Nicorette
- Product type: Nicotine replacement therapy product
- Owner: Kenvue (outside the US); Haleon (US only);
- Country: Sweden
- Introduced: 1978; 48 years ago
- Markets: Worldwide
- Previous owners: AB Leo; Pharmacia; Pharmacia & Upjohn; Smithkline Beecham; Pfizer; GSK; Johnson and Johnson;
- Website: nicorette.com

= Nicorette =

Nicotine replacement therapy product brand

Nicorette is the brand name of a number of products for nicotine replacement therapy (NRT) that contain nicotine polacrilex. Developed in the late 1970s in Sweden by AB Leo in the form of a chewing gum, Nicorette was the first nicotine replacement product on the market.

The product range encompasses chewing gum, lozenges, patches of two kinds (transparent and non-transparent), oral spray (Nicorette QuickMist), inhalator, sublingual tablets (Nicorette Microtab) and nasal spray.

Nicotine replacement products including gum and transdermal patches are on the World Health Organization's List of Essential Medicines. In April 2024, nicotine gum and patch products manufactured by Kenvue (marketed in many countries under the Nicorette brand) became the first nicotine replacement therapies to receive WHO prequalification, allowing their procurement through global health organizations and initiatives.

The brand name "Nicorette" comes from "nicotine" and rette, "right way".

▸ Using the information:
1. Translate this sentence from the Nicorette article into Spanish: "Nicotine replacement products including gum and transdermal patches are on the World Health Organization's List of Essential Medicines."
2. Write the next paragraph of the Nicorette article, picking up after its final sentence about the origin of the brand name.

▸ Information provided:

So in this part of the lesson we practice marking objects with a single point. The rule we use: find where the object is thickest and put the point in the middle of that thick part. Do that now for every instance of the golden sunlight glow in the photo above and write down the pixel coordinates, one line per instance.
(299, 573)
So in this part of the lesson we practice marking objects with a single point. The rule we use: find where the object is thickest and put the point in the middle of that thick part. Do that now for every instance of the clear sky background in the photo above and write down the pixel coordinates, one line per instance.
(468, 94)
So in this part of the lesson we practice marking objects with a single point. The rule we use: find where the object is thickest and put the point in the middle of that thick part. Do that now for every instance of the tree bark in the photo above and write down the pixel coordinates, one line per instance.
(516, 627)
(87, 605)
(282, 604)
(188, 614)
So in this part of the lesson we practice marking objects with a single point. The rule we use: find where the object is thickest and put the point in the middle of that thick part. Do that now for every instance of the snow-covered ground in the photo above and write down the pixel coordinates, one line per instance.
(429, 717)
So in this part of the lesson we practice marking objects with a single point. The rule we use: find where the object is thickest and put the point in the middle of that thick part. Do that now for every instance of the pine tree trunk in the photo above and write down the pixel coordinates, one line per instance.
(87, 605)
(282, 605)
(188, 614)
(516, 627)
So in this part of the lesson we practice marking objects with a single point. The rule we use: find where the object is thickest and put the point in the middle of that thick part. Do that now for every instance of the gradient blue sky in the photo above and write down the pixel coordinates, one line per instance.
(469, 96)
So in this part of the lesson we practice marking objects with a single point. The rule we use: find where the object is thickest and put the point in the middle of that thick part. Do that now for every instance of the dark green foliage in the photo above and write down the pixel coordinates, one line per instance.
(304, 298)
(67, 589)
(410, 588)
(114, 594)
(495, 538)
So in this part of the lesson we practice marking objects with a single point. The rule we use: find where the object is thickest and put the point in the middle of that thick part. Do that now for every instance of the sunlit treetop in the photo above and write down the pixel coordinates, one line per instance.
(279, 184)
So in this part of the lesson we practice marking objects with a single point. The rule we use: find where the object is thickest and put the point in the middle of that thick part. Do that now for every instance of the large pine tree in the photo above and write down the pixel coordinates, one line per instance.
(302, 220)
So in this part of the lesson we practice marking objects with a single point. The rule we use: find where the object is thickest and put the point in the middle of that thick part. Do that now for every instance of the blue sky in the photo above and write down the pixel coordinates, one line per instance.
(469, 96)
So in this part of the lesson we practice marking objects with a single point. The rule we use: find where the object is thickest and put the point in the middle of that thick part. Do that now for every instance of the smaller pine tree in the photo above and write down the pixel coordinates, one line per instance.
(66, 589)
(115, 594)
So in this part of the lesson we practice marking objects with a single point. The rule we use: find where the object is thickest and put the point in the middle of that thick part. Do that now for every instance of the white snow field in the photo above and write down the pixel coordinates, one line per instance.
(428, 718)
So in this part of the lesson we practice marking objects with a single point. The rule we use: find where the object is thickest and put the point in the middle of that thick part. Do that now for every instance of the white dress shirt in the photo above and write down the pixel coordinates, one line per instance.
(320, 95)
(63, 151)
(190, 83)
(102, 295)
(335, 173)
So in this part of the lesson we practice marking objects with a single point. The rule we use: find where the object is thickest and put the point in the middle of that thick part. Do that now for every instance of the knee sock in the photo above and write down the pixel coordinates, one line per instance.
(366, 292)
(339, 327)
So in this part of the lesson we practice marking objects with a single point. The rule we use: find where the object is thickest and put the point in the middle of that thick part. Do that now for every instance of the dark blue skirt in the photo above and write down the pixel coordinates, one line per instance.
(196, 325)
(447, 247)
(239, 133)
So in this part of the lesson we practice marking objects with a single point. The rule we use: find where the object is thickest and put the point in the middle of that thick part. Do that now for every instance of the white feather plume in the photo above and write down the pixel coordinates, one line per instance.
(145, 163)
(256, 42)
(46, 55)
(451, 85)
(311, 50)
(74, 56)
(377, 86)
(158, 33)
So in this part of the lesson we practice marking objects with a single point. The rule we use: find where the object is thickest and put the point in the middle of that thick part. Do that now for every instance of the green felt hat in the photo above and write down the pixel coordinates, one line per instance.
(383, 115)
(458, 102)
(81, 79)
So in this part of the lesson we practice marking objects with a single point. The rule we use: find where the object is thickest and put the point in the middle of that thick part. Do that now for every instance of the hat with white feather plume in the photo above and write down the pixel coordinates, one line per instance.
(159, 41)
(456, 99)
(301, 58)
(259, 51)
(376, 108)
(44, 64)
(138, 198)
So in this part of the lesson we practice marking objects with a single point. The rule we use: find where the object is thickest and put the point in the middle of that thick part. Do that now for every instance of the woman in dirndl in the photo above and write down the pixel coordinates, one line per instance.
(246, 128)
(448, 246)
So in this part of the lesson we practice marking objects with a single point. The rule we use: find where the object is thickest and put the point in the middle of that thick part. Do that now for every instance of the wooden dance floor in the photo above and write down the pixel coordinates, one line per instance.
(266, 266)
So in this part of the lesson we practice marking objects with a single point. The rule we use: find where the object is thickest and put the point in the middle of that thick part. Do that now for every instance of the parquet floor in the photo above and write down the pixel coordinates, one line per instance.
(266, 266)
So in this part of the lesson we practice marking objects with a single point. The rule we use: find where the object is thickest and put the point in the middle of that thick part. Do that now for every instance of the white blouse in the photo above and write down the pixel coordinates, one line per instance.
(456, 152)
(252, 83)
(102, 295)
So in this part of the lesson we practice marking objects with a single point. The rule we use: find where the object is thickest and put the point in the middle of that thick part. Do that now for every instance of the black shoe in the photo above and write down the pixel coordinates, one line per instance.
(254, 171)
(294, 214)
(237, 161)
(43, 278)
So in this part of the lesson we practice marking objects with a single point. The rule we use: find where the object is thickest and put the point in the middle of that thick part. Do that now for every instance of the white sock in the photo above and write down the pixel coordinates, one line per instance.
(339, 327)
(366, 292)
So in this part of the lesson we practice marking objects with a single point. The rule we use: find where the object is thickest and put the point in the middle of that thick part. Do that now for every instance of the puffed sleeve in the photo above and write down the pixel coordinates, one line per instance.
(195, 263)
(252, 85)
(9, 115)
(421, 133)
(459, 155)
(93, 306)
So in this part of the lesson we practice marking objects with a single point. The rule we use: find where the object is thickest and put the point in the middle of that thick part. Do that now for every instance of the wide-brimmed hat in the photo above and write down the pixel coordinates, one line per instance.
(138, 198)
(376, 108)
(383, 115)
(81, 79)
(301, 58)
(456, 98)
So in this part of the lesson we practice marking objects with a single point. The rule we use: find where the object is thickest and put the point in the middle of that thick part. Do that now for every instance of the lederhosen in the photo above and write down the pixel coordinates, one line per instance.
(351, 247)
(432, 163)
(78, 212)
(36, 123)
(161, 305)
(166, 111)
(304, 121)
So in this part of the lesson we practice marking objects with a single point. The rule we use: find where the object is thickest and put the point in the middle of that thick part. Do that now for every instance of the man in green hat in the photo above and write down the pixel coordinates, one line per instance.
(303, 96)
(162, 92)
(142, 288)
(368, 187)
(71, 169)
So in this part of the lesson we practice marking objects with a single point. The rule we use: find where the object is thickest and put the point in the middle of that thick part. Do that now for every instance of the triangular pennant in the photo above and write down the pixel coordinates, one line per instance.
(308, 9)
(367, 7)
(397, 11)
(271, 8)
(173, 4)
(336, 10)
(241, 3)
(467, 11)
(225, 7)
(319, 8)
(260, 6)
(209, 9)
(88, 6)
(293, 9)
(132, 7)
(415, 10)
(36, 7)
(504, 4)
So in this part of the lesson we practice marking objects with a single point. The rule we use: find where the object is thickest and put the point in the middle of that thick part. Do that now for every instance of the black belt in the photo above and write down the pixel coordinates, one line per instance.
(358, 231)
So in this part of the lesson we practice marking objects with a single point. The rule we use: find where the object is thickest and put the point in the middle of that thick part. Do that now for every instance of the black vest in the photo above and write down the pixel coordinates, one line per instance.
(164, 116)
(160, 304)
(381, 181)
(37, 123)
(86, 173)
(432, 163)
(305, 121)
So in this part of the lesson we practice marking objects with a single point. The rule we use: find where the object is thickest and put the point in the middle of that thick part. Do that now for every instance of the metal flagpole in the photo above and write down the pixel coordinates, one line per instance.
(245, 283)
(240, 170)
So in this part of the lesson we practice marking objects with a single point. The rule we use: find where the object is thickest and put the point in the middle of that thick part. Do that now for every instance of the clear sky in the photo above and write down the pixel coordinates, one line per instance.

▸ Answers provided:
1. Los productos de reemplazo de nicotina, incluidos los chicles y los parches transdérmicos, figuran en la Lista de Medicamentos Esenciales de la Organización Mundial de la Salud.

2.
The brand is owned by Kenvue outside of the US, and Haleon in the US.

== Medical uses ==
Nicorette products are indicated for the relief of withdrawal symptoms associated with nicotine withdrawal and to aid in smoking cessation. It is suggested that Nicorette products should be used in "conjunction with a behavioural support programme". The World Health Organization released its first clinical treatment guideline for tobacco cessation in adults in 2024, recommending pharmacotherapy including nicotine replacement therapy alongside behavioral support.

Prior to 2005, nicotine products in Britain were only licensed to "assist smokers who were making an immediate and complete quit attempt". Following advice from a working group set up by the Committee on Safety of Medicines (since 2005, the Commission on Human Medicines) the Medicines and Healthcare products Regulatory Agency (MHRA) concluded that nicotine replacement therapy products should be used also by those who are unable to stop abruptly.

Nicorette products in the UK are indicated to:
- relieve craving (the urge to smoke),
- relieve withdrawal symptoms (irritability, impatience; difficulty in concentrating),
- improve the likelihood of a successful abrupt quit attempt,
- reduce the amount smoked in those not immediately motivated to quit.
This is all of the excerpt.